Data to use

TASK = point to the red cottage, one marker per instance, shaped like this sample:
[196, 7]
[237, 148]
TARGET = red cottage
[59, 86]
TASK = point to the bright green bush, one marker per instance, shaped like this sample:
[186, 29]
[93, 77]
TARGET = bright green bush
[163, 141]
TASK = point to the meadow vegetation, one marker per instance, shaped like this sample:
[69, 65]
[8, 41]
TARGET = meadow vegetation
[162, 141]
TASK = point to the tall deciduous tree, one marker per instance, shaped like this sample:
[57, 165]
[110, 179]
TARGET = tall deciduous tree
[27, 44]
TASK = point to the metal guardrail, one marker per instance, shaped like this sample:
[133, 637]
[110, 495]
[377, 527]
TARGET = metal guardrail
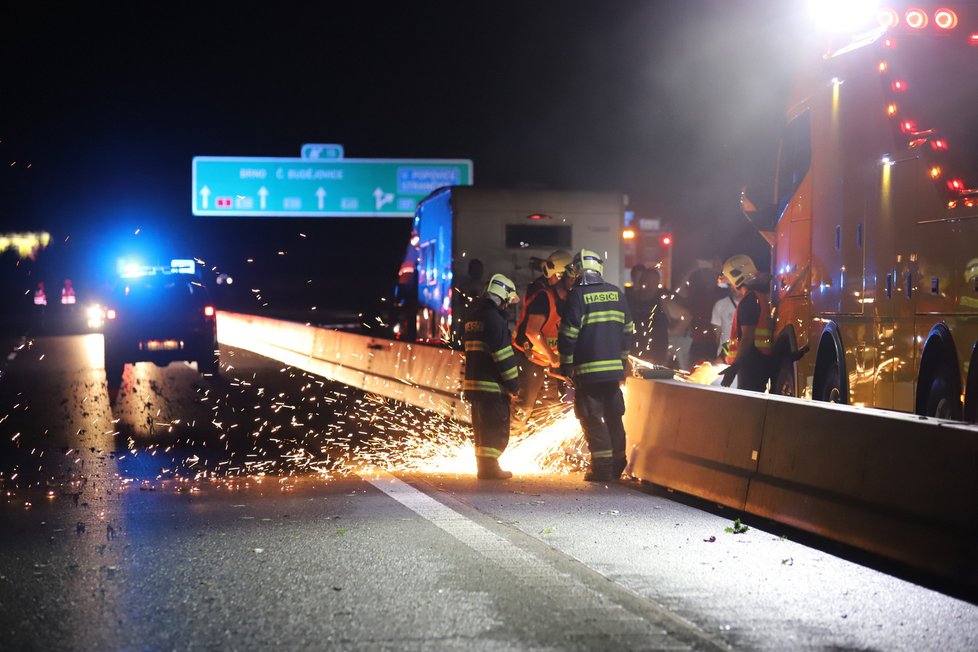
[897, 485]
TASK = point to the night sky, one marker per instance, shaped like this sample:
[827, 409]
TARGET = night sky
[676, 104]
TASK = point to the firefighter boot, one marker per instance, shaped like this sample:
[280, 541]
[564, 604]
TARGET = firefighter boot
[601, 471]
[618, 466]
[489, 469]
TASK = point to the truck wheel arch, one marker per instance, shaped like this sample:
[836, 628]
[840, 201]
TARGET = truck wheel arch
[829, 362]
[938, 369]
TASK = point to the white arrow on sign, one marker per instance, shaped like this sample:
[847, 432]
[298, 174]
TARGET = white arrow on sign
[382, 198]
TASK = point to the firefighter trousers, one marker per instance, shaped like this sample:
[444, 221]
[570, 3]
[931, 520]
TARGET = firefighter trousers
[490, 424]
[599, 407]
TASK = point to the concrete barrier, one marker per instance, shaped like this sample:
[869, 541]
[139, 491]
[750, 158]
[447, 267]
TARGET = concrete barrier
[695, 439]
[893, 484]
[424, 376]
[896, 485]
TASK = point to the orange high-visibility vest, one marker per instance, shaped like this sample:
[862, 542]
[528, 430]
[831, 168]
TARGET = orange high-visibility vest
[549, 330]
[762, 332]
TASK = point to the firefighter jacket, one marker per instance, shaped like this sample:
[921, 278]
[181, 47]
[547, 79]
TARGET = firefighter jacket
[490, 365]
[596, 333]
[762, 331]
[549, 329]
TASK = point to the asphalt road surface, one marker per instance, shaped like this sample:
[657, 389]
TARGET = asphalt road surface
[147, 525]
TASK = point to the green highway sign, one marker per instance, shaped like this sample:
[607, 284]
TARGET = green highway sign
[296, 187]
[316, 150]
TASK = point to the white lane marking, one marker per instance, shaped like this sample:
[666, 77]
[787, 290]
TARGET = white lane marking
[569, 595]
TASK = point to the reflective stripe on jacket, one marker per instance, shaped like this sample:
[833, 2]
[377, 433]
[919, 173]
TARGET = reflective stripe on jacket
[595, 333]
[490, 364]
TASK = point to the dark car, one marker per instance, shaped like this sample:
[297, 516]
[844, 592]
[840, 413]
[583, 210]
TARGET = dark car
[160, 318]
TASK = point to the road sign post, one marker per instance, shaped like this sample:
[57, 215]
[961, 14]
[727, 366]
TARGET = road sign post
[295, 187]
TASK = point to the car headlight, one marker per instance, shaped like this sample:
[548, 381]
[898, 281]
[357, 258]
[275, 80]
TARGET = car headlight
[96, 316]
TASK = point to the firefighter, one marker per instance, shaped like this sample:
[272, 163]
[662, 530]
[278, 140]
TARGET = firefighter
[749, 351]
[596, 333]
[40, 298]
[535, 339]
[491, 375]
[41, 303]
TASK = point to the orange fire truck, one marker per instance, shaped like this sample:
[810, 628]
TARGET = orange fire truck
[875, 218]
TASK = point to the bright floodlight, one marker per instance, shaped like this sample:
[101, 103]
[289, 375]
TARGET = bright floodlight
[843, 15]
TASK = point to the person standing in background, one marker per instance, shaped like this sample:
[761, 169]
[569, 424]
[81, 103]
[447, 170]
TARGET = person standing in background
[722, 316]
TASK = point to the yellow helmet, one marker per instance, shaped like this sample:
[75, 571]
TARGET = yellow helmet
[556, 263]
[739, 270]
[503, 288]
[585, 259]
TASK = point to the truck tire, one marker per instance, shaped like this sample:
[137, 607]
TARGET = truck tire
[942, 402]
[829, 388]
[208, 364]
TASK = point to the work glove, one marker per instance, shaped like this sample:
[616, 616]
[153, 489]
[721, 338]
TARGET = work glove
[728, 375]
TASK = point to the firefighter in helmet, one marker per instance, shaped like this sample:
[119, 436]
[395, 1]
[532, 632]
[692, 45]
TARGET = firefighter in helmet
[749, 350]
[491, 375]
[535, 339]
[595, 338]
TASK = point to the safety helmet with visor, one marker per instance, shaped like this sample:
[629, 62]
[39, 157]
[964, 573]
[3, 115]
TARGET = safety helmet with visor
[740, 270]
[556, 264]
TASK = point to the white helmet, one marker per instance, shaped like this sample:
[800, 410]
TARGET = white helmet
[556, 263]
[739, 270]
[503, 288]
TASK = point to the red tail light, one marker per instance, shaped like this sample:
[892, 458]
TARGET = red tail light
[916, 18]
[945, 19]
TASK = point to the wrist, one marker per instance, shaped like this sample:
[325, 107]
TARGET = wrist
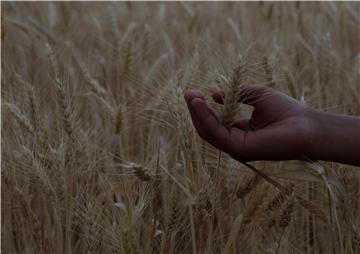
[334, 137]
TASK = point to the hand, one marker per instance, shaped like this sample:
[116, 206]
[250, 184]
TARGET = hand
[279, 129]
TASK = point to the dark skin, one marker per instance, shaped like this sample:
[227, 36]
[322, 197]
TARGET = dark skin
[280, 128]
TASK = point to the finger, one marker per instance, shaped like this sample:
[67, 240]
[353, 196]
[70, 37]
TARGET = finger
[218, 96]
[243, 124]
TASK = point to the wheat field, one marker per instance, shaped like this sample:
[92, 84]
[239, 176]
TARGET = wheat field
[99, 154]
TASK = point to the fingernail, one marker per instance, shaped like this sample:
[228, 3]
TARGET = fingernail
[199, 106]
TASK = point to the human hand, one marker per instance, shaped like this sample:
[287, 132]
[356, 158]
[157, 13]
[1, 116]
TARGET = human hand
[280, 128]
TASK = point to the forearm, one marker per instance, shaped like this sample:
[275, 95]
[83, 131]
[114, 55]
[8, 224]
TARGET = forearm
[337, 138]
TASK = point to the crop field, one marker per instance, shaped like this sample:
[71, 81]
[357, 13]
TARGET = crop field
[98, 151]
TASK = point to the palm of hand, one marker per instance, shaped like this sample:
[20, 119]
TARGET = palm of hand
[277, 130]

Exercise requirements
Except for the pictures, copy the material above exactly.

Solution
TASK = point to the red cottage, one marker per instance, shaped like this sample:
[196, 7]
[237, 148]
TARGET = red cottage
[59, 86]
TASK = point to the bright green bush, one marker per instance, shaped like this sample:
[186, 29]
[93, 77]
TARGET = bright green bush
[163, 141]
TASK = point to the meadow vegetation, one marker per instance, shaped like this sample:
[69, 65]
[8, 41]
TARGET = meadow vegetation
[162, 141]
TASK = point to the tall deciduous tree, one marker per instance, shaped like this sample:
[57, 165]
[110, 179]
TARGET = tall deciduous tree
[27, 44]
TASK = point to the metal guardrail, one marker per instance, shaped like this sample:
[133, 637]
[110, 495]
[377, 527]
TARGET = metal guardrail
[897, 485]
TASK = point to the night sky, one marker per instance, shaped like this sample:
[827, 409]
TARGET = night sky
[676, 104]
TASK = point to the firefighter boot, one marker per instance, shaped like this sample:
[280, 541]
[564, 604]
TARGET = firefighter boot
[601, 471]
[618, 466]
[489, 469]
TASK = point to the truck wheel arch, one marker per instance, shaped like this sample:
[836, 628]
[840, 201]
TARGET = truck wheel arch
[829, 362]
[938, 369]
TASK = point to the white arrow on sign, one marker per instance, shaped like this sample:
[847, 432]
[298, 174]
TARGET = white arrow on sign
[382, 198]
TASK = point to the firefighter trousers, one marker per instance, shaped like this sample:
[444, 221]
[570, 3]
[931, 520]
TARGET = firefighter trousers
[490, 424]
[599, 407]
TASK = point to the concrete barrier, one marker per instance, shaped like this sample:
[869, 541]
[139, 491]
[750, 158]
[447, 267]
TARGET = concrete barrier
[695, 439]
[893, 484]
[424, 376]
[896, 485]
TASK = point to the orange high-visibility vest, one marker per instance, shaped like this sample:
[862, 542]
[528, 430]
[831, 168]
TARGET = orange high-visibility vest
[549, 330]
[762, 332]
TASK = point to the firefighter jacket, one marker per instance, shaped like this sample:
[921, 278]
[181, 47]
[547, 79]
TARGET = firefighter jacket
[490, 365]
[596, 333]
[762, 331]
[549, 329]
TASK = point to the asphalt road surface, one marker per instance, shaped like this sample:
[657, 389]
TARGET = asphalt road surface
[147, 525]
TASK = point to the green highway sign, one marker per instance, shaped like this sample:
[607, 284]
TARGET = green highway sign
[296, 187]
[316, 150]
TASK = point to the white lane marking, one marker per instance, shaped like this sample:
[666, 77]
[787, 290]
TARGET = white lane marking
[569, 595]
TASK = point to the reflective stripe on jacket, one marker per instance, shaped like this sample:
[833, 2]
[377, 433]
[919, 173]
TARGET = reflective stripe on jacket
[595, 333]
[490, 364]
TASK = point to the dark car, one marker per instance, shaped like this sample:
[297, 516]
[844, 592]
[840, 413]
[583, 210]
TARGET = dark car
[160, 318]
TASK = point to the road sign post, one marker per instance, shaped like this sample:
[57, 215]
[961, 14]
[727, 366]
TARGET = road sign post
[295, 187]
TASK = point to the car headlight, one marker per instance, shaped like this sample:
[548, 381]
[898, 281]
[357, 258]
[275, 80]
TARGET = car headlight
[96, 316]
TASK = point to the firefighter, one marker per instance, shaped like this sample:
[272, 163]
[662, 530]
[278, 140]
TARGET = firefighter
[749, 351]
[596, 333]
[40, 298]
[535, 339]
[491, 375]
[41, 303]
TASK = point to the orange fire truck, one marker per instance, shaped like this sample:
[810, 628]
TARGET = orange fire truck
[875, 218]
TASK = point to the bright floodlight, one marker per instance, shaped like this sample:
[101, 103]
[289, 375]
TARGET = bright floodlight
[843, 15]
TASK = point to the person standing in background, one marker per instance, shaped like this sample:
[761, 169]
[569, 424]
[81, 103]
[447, 170]
TARGET = person standing in background
[722, 316]
TASK = point to the yellow helmet, one marker per instance, shaped like this sample:
[75, 571]
TARGET = yellow helmet
[556, 263]
[739, 270]
[503, 288]
[585, 259]
TASK = point to the truck tire, one marker per instance, shaped like this sample:
[137, 607]
TARGET = truck tire
[942, 402]
[829, 388]
[208, 364]
TASK = point to the work glove, one marker per instance, shaped like this sample:
[616, 616]
[153, 489]
[721, 338]
TARGET = work glove
[728, 375]
TASK = point to the firefighter in helmet, one marker per instance, shaped like this sample:
[119, 436]
[395, 1]
[532, 632]
[692, 45]
TARGET = firefighter in helmet
[749, 350]
[491, 375]
[535, 339]
[595, 338]
TASK = point to the safety helmet with visor, one marker per instance, shaped like this sample:
[629, 62]
[39, 157]
[964, 573]
[3, 115]
TARGET = safety helmet with visor
[740, 270]
[556, 264]
TASK = point to the white helmet, one marker per instance, shaped like this sample:
[800, 410]
TARGET = white helmet
[556, 263]
[739, 270]
[503, 288]
TASK = point to the red tail light, one marker per instance, shaped like this sample:
[892, 458]
TARGET = red tail light
[916, 18]
[945, 19]
TASK = point to the wrist, one marker per instance, shaped like this sample:
[325, 107]
TARGET = wrist
[334, 137]
TASK = point to the hand, one marker per instance, shaped like this sample:
[116, 206]
[250, 184]
TARGET = hand
[279, 129]
TASK = point to the dark skin, one marker per instance, shaped like this sample:
[227, 36]
[322, 197]
TARGET = dark skin
[280, 128]
TASK = point to the finger, one marker per instance, shaped like this sample:
[67, 240]
[353, 196]
[70, 37]
TARGET = finger
[218, 96]
[243, 124]
TASK = point to the wheat field, one marker per instance, shaped like this sample:
[92, 84]
[239, 176]
TARGET = wheat field
[99, 154]
TASK = point to the fingernail, one marker per instance, shaped like this sample:
[228, 3]
TARGET = fingernail
[199, 106]
TASK = point to the human hand, one marker per instance, shaped like this sample:
[287, 132]
[356, 158]
[157, 13]
[1, 116]
TARGET = human hand
[280, 128]
TASK = point to the forearm, one marker per instance, shaped like this sample:
[275, 95]
[83, 131]
[114, 55]
[8, 224]
TARGET = forearm
[337, 138]
TASK = point to the crop field, one marker per instance, shaped like this sample:
[71, 81]
[357, 13]
TARGET = crop field
[98, 151]
TASK = point to the palm of hand, one marker per instance, shaped like this sample:
[20, 119]
TARGET = palm of hand
[277, 130]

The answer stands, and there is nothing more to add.